_Required work:_
Repeat the whole listing exactly as written.

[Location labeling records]
*****

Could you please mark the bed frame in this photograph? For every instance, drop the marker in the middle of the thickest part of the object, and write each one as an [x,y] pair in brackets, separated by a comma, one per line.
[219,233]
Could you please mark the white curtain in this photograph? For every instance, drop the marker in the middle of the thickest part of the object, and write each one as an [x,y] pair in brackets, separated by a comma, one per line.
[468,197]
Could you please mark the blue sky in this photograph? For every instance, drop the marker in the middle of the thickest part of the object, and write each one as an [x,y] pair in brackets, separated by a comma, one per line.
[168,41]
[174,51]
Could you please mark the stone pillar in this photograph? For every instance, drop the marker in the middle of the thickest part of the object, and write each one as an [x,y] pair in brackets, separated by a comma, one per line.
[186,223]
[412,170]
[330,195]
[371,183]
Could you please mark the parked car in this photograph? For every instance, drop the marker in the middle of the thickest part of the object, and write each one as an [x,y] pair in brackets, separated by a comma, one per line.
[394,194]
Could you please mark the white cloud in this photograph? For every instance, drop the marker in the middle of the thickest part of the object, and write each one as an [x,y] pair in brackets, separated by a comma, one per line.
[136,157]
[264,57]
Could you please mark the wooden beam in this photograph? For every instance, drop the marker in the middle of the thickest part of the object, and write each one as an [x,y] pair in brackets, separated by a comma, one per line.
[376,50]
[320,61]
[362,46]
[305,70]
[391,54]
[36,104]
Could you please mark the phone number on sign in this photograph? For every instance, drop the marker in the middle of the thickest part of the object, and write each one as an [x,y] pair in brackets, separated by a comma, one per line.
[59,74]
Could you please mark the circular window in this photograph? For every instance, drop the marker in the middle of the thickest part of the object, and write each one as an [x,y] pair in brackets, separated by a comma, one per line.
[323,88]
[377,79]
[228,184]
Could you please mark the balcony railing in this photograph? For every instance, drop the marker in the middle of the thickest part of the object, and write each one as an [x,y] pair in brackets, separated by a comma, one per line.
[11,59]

*****

_Answer for the task:_
Could you please mark the bed frame in this photograph? For every instance, drop the marker in the middle of the thickest part of the object, and write each one as an [x,y] pair in brackets, separated by a comma, one per line.
[219,233]
Could you please mark the white curtain in this photograph? For every instance, drop the marker in the middle of the thickest part of the object, and write each one as an [x,y] pair in brackets, separated by a comma, one per line.
[468,197]
Could you please mark the blue sky in this photograph? For every instance, drop the marker in the middle of the thickest part of the object, and write each one as an [x,y] pair in brackets, separated by a comma, one per line.
[168,41]
[174,51]
Could you please mark the stone pillar in this photograph? For every instance, drop the marker in the middle of the thickest part of the object, and write each one as an [x,y] pair in brackets, separated by a comma, one per line.
[186,223]
[412,170]
[330,195]
[371,183]
Could you please mark the parked car in this photograph? For every instance, drop the marker in the middle of the thickest part of the object, and write each one as an [x,y] pair in brackets, separated by a comma, one per line.
[394,194]
Could you please mark the white cloud in this photograph? For every instance, drop the marker in the middle of the thickest part of the object, and write each one as an [x,y] pair in brackets, separated by a comma, one per line.
[136,157]
[264,57]
Could you please mark the wooden beam in this photograph? For every instance, drop the marker in the middle of the thickest part of the object, and write each one as an [x,y] pair in brackets, separated by a comma, one per line.
[376,50]
[320,61]
[362,46]
[305,70]
[391,54]
[36,104]
Could you please mark the phone number on sign in this photograph? For every instance, drop the marker in the middle of the thickest part of the object, and write each one as an [x,y] pair in brackets, separated by a comma, one per line.
[59,74]
Could you please mark the circular window in this photograph? For every instance, drop the marker in the middle of the thickest part of the object, and write each one as an [x,y] pair in brackets, separated by a comma, one per line.
[323,88]
[377,79]
[228,184]
Could you please mark the balcony railing in this photograph? For every instance, drop the marker in the middle of the thickest part of the object, and write each one as an [x,y] pair in brackets, separated by a comma, one per line.
[11,59]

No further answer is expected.